Copy the entries from the start through the line containing "[172,104,209,128]", renaming "Usage note" to "Usage tip" and changing nothing else. Leave the pictures out.

.....

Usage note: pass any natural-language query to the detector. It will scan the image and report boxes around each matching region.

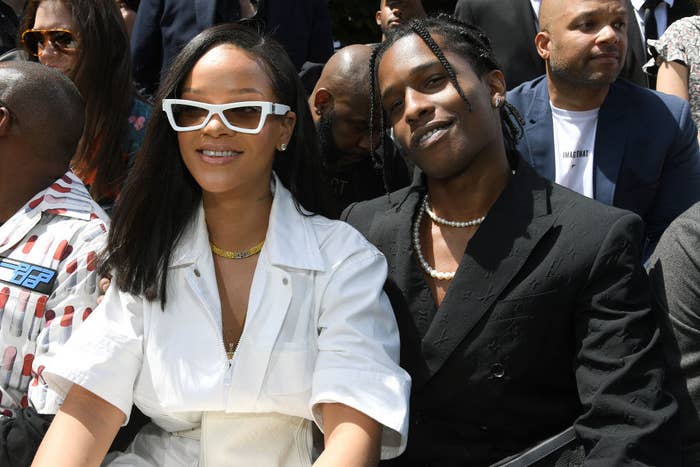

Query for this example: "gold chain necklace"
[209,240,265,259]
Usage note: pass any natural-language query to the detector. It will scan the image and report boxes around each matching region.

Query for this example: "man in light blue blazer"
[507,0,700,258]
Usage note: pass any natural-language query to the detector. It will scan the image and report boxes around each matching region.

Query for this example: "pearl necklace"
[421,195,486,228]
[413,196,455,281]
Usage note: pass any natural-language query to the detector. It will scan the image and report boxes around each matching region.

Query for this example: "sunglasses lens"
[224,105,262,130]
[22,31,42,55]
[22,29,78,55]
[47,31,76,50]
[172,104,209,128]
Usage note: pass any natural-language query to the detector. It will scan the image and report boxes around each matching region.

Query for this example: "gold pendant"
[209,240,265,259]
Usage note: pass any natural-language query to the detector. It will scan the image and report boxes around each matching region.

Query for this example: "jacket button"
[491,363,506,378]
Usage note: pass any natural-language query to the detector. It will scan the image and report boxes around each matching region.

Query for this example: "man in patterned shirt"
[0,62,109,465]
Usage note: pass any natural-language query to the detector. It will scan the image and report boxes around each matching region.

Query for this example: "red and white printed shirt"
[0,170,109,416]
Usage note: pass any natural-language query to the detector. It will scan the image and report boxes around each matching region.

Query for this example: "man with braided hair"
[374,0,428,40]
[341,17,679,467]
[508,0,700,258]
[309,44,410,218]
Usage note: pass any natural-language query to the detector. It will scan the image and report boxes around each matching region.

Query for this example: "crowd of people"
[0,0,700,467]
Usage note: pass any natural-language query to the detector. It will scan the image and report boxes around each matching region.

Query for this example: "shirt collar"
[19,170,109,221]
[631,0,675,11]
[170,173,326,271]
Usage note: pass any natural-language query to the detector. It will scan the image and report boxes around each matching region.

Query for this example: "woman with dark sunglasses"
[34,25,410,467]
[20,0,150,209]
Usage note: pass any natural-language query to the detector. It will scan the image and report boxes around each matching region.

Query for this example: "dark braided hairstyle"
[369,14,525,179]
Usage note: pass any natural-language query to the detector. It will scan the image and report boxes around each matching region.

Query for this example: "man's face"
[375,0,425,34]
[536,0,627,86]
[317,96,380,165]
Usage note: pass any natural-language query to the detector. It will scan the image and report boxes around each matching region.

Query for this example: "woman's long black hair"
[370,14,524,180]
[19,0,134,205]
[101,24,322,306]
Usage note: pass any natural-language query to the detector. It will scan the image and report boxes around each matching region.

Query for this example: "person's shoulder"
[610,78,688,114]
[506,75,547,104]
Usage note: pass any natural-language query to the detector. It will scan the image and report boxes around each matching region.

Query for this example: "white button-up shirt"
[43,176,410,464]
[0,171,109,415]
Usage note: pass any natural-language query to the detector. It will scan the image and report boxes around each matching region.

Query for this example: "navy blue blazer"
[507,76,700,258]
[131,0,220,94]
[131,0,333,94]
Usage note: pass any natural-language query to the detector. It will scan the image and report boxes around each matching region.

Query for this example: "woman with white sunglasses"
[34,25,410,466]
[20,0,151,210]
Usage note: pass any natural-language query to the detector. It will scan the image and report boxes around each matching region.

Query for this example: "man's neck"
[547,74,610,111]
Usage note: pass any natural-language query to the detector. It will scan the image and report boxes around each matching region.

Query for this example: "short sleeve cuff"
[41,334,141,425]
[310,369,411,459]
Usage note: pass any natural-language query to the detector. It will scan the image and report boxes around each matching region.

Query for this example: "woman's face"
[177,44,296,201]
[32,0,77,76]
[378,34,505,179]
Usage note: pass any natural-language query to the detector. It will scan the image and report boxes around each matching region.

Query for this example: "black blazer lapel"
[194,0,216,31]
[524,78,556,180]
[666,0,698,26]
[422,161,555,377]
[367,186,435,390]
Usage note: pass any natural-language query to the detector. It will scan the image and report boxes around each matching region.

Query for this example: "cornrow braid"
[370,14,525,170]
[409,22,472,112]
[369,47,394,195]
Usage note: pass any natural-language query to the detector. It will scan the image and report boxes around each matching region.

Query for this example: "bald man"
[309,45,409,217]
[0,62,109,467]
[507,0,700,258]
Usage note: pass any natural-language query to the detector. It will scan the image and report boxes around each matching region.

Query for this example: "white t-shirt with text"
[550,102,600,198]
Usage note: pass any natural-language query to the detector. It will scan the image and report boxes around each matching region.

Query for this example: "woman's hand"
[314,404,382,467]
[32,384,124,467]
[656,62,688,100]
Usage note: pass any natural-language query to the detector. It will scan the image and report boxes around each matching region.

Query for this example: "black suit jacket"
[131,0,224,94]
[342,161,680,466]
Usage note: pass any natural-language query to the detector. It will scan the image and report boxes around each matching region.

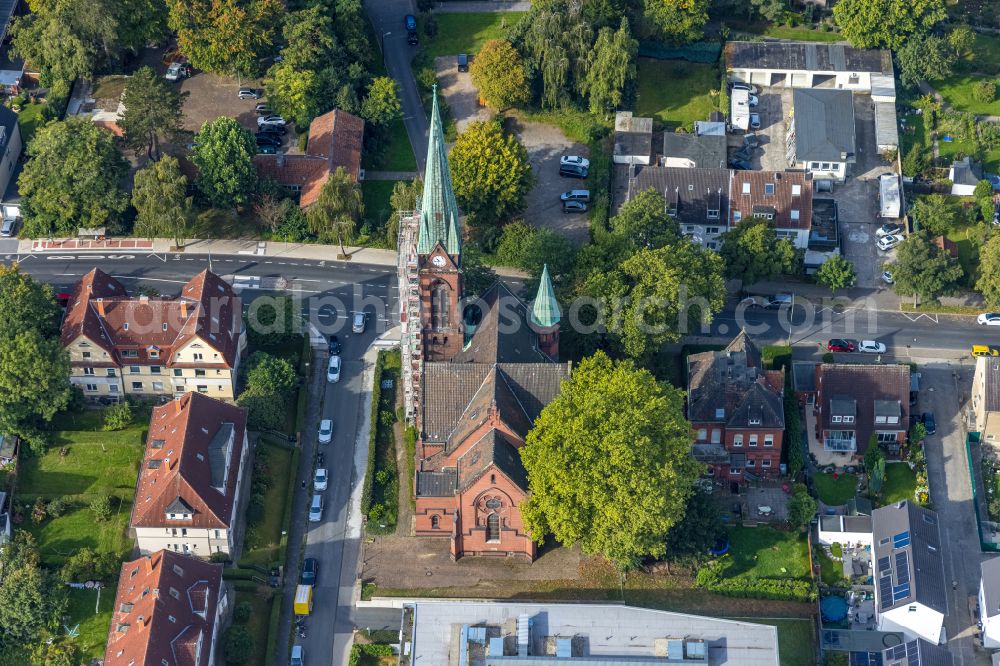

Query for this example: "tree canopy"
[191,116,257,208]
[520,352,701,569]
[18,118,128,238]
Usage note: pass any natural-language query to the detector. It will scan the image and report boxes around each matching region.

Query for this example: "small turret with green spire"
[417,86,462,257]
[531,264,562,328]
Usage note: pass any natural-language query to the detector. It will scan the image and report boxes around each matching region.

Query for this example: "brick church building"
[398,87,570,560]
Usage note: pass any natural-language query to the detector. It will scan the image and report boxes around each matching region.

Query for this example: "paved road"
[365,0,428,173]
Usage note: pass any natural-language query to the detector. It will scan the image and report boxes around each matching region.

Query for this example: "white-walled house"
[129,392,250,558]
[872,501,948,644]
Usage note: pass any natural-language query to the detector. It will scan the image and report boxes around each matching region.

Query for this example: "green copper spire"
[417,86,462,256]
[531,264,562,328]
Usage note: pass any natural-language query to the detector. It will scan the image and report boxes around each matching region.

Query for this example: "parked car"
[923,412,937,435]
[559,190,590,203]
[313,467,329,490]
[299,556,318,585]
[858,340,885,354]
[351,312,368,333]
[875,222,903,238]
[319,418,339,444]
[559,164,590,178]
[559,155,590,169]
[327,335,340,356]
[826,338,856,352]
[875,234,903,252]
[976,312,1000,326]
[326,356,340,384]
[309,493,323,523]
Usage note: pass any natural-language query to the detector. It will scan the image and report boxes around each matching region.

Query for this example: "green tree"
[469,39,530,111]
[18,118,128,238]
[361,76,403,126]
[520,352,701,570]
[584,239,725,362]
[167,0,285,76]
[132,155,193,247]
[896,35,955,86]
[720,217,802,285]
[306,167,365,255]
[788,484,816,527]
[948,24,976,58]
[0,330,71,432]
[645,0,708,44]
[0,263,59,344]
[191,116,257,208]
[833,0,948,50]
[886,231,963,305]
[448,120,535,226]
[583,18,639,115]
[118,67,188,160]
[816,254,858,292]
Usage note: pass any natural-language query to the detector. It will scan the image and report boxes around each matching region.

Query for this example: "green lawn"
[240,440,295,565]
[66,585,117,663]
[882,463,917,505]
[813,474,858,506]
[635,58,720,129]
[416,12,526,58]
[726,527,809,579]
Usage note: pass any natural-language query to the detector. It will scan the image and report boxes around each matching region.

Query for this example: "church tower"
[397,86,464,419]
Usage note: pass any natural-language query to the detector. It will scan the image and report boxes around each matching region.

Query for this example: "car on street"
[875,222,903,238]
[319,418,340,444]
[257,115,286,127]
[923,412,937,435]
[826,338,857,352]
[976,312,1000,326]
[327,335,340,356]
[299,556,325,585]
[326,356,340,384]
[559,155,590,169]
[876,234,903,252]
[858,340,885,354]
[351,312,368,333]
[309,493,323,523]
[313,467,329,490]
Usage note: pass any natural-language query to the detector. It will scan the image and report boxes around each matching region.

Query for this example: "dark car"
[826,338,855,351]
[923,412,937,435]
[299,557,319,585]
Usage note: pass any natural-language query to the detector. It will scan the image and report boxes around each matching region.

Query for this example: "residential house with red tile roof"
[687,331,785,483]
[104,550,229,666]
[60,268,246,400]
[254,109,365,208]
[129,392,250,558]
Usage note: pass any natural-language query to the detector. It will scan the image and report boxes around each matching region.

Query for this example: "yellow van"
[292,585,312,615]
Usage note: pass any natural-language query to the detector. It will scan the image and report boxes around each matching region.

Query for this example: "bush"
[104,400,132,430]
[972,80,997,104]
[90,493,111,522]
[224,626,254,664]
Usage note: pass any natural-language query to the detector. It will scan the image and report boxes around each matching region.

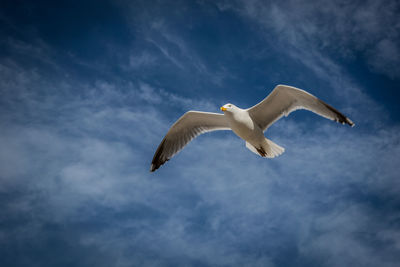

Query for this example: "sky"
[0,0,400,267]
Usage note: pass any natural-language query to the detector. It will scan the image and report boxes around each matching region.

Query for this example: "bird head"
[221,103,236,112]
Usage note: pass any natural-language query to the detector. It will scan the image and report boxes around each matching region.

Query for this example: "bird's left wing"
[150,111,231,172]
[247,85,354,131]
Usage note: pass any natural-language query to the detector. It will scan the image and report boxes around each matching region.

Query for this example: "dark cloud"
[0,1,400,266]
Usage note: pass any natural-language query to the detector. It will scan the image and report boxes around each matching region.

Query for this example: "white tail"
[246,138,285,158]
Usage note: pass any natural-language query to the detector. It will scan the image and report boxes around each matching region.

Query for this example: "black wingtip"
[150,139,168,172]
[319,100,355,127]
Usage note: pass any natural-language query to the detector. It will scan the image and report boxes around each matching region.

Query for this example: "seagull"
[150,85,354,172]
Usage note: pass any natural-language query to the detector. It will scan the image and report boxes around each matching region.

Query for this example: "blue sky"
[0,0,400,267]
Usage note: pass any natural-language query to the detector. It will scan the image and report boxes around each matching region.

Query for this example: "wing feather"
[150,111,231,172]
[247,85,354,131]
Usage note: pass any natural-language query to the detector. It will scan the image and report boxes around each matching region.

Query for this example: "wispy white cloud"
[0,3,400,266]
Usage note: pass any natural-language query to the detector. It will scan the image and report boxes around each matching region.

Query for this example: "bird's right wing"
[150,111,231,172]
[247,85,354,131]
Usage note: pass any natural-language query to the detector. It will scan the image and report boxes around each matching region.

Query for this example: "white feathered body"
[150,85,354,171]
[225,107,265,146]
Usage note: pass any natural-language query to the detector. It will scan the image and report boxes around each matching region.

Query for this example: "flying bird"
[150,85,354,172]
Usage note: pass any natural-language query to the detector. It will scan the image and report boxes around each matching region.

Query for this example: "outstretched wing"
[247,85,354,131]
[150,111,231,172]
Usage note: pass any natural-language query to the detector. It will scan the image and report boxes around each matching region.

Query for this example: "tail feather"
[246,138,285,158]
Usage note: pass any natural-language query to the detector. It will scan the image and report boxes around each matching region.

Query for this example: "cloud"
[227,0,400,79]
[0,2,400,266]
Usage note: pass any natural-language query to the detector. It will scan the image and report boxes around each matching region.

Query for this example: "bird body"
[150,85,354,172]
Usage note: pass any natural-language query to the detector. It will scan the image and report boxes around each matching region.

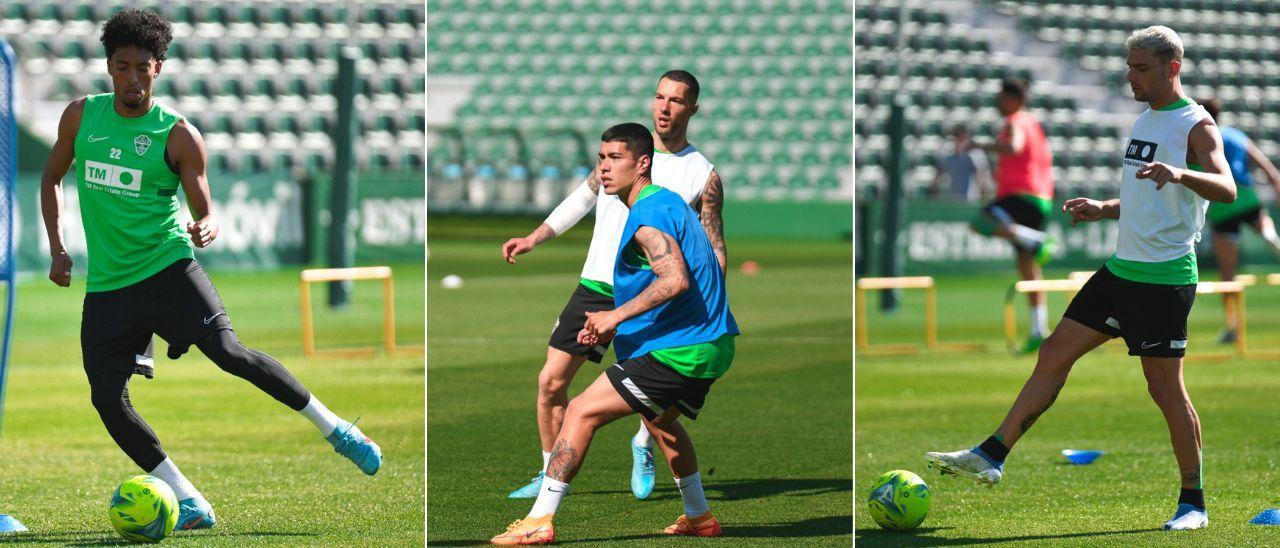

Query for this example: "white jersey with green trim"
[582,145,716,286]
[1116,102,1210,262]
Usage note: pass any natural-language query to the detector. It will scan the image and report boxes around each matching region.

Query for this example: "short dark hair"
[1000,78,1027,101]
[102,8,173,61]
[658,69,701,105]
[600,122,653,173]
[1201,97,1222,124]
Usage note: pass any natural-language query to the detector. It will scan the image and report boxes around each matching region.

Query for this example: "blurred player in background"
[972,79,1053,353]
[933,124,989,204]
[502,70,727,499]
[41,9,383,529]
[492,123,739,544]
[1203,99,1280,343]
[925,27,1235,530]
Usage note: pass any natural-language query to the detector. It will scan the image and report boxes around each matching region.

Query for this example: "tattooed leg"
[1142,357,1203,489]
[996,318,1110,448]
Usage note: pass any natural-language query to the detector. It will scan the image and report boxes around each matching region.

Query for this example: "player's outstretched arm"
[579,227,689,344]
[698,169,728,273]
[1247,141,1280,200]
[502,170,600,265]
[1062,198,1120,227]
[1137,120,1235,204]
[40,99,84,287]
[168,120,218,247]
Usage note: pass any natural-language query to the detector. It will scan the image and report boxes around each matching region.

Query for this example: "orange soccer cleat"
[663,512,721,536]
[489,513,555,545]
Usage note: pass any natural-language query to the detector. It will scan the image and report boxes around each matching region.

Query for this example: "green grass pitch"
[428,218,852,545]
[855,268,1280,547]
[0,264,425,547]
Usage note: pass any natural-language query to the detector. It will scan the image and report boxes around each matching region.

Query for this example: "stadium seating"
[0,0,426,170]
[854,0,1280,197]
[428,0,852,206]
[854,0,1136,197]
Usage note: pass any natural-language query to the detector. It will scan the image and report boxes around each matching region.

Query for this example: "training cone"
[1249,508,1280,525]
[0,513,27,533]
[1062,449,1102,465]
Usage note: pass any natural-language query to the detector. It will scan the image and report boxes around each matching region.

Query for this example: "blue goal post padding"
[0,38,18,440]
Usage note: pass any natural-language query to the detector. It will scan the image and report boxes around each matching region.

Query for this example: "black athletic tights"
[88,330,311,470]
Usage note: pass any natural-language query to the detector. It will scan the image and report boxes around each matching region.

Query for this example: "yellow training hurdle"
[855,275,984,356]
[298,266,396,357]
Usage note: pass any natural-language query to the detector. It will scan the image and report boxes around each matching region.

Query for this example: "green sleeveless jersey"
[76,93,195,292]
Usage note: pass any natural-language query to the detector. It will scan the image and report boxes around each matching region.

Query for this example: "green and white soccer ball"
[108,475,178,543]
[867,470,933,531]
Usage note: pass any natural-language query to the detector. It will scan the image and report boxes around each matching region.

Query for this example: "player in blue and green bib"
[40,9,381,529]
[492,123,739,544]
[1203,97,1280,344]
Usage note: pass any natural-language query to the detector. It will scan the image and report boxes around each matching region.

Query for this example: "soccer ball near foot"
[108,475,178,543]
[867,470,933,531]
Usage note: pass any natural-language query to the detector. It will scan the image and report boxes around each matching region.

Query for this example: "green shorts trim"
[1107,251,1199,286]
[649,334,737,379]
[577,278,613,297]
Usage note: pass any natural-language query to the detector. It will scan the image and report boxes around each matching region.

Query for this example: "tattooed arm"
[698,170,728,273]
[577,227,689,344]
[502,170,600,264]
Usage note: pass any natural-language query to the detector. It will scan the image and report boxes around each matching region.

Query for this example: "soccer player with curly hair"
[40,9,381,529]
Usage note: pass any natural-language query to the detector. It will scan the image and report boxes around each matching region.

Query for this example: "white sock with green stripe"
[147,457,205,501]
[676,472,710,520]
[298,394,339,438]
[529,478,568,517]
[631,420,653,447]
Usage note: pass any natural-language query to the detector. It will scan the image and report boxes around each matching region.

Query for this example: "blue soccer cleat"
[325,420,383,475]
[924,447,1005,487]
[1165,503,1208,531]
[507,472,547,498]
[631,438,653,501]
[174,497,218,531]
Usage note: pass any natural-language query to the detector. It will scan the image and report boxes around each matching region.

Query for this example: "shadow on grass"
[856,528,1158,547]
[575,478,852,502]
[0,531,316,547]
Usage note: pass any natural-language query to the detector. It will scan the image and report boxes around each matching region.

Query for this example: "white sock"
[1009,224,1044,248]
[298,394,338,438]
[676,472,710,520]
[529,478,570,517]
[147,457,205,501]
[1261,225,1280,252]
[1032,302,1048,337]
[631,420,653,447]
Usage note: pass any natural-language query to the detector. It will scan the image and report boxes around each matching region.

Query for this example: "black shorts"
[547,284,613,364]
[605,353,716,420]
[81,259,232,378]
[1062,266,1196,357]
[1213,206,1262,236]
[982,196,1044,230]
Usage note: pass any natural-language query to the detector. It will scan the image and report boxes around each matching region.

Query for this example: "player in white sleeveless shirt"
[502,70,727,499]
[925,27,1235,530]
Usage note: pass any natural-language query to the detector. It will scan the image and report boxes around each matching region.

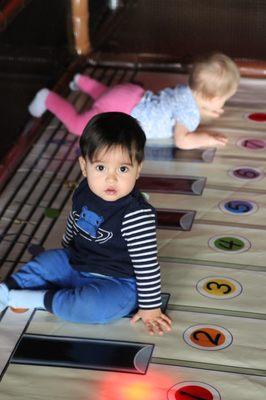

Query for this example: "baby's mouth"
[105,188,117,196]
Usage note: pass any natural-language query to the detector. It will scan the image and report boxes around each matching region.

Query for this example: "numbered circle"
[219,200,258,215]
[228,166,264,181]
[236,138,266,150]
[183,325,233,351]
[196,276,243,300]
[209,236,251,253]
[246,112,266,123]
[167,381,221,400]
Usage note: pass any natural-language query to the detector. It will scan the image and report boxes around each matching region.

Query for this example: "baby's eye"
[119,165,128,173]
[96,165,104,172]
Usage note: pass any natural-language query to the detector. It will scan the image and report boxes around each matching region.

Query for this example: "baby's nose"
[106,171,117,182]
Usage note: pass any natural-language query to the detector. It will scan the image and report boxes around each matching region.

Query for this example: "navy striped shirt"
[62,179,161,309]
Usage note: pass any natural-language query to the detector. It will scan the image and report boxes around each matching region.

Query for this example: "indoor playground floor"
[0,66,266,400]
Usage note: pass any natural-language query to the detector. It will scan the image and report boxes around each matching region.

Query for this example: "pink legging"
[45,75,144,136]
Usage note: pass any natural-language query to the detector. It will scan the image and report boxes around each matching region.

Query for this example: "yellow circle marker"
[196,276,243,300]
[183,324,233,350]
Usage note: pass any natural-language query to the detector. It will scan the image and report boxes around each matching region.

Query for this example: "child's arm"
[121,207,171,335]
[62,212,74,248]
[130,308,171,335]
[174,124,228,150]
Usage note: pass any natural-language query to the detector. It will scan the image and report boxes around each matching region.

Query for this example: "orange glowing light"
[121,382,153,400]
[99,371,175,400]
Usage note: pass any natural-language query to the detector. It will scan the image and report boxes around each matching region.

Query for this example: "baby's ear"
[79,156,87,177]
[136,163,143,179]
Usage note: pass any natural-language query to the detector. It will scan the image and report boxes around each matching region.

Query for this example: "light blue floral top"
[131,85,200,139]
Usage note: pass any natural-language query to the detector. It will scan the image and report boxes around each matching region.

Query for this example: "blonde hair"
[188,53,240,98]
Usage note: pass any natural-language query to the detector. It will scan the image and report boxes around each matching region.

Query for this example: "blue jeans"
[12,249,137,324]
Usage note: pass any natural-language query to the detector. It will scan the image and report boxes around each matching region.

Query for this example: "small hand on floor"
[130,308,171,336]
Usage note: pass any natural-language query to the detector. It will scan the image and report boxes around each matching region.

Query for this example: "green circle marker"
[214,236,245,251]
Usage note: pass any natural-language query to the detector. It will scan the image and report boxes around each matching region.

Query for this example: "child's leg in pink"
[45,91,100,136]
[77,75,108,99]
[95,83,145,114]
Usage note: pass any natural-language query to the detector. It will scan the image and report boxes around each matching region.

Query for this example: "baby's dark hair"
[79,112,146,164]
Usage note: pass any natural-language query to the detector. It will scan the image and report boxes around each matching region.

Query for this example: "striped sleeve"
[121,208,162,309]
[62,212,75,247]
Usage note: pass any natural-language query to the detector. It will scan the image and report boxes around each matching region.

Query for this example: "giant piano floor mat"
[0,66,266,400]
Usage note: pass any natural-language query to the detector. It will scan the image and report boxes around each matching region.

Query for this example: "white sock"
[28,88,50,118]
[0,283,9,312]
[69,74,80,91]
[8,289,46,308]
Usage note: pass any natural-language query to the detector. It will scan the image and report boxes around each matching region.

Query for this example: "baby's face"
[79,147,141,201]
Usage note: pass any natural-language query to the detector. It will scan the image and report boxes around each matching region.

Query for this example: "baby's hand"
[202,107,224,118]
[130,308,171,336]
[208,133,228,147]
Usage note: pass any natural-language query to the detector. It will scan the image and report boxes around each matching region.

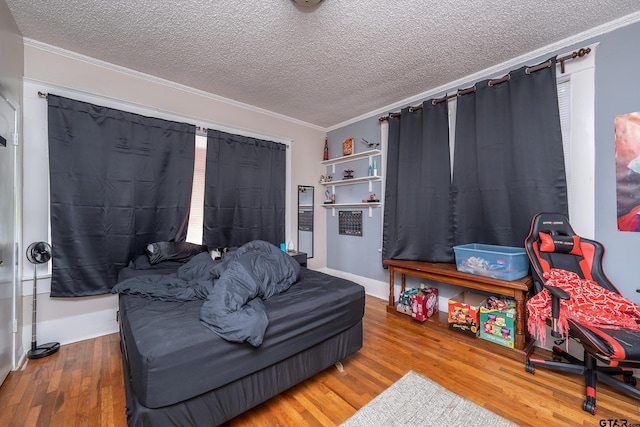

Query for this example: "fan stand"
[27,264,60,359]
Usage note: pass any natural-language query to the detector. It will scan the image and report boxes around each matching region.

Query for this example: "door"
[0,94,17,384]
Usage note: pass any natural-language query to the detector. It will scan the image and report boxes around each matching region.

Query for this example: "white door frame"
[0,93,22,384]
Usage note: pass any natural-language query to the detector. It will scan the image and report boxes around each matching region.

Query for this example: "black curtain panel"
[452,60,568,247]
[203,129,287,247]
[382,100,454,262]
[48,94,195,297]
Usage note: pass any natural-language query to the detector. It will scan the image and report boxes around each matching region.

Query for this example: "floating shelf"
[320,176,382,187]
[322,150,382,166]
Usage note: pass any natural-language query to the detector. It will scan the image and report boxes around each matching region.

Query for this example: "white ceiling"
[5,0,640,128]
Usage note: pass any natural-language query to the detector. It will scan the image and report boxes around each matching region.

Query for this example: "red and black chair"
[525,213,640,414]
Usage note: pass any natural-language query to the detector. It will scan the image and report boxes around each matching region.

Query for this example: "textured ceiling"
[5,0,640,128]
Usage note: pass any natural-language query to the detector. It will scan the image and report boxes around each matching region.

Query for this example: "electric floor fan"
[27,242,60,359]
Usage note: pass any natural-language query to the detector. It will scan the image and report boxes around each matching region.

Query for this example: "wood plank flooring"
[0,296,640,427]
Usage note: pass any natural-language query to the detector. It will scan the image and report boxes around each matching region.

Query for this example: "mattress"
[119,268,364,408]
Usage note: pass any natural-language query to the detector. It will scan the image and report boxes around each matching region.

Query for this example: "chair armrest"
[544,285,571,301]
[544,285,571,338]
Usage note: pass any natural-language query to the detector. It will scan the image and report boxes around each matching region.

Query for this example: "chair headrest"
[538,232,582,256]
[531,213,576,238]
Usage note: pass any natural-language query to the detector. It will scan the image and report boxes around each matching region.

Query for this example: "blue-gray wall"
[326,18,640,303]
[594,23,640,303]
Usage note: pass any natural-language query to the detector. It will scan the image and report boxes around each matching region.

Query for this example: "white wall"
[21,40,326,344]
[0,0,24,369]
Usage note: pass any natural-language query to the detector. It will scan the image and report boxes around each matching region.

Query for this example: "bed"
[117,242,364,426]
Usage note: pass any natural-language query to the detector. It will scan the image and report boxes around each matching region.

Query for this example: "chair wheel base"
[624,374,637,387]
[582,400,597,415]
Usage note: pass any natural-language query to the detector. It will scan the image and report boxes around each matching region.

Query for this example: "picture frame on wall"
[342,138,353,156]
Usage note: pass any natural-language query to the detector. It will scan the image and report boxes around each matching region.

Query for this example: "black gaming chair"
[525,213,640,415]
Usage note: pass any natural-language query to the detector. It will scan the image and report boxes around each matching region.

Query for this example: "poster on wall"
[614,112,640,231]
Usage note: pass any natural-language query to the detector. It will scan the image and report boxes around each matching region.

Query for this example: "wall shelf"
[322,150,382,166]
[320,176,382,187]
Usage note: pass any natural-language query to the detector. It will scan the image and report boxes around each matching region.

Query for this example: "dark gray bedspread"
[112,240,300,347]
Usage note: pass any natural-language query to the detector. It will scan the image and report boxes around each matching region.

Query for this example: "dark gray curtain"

.....

> _EXPECTED OUTPUT_
Usage tip: pass any natural-language query to the detector. It will scan the image and report boxes around each matching region.


Query for this example: "gold chain necklace"
[209,240,265,259]
Usage tip: pass any natural-language query to the detector. It will scan the image and report boxes around each matching region.

Query for this example: "man in light blue blazer"
[507,0,700,258]
Usage tip: pass any natural-language query to the detector. It will scan the image and report boxes around each matching region.

Query for this example: "pearl necklace"
[421,195,486,228]
[413,196,455,281]
Usage tip: pass any natural-language query to the detector. It will scan the image and report boxes around each matching region.

Query for this example: "sunglasses lens"
[224,105,262,130]
[22,31,42,55]
[22,29,78,55]
[47,31,76,50]
[172,104,209,128]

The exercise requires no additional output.